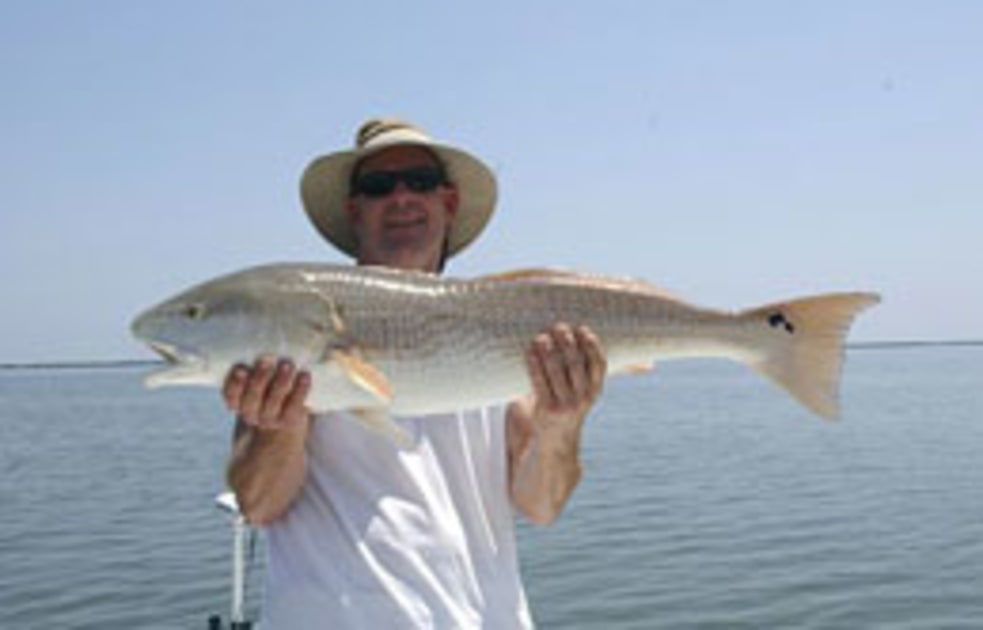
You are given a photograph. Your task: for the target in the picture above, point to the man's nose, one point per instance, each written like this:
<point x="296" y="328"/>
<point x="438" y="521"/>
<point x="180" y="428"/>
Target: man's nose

□ □ □ □ □

* _Task objective_
Extract every line of text from the records above and copy each one verbatim, leaving out the pictures.

* _Solution_
You are given a photograph. Your task: for the target in the picture above, point to the man's nose, one point per instance, each written like this:
<point x="296" y="328"/>
<point x="438" y="521"/>
<point x="180" y="428"/>
Target: man's nose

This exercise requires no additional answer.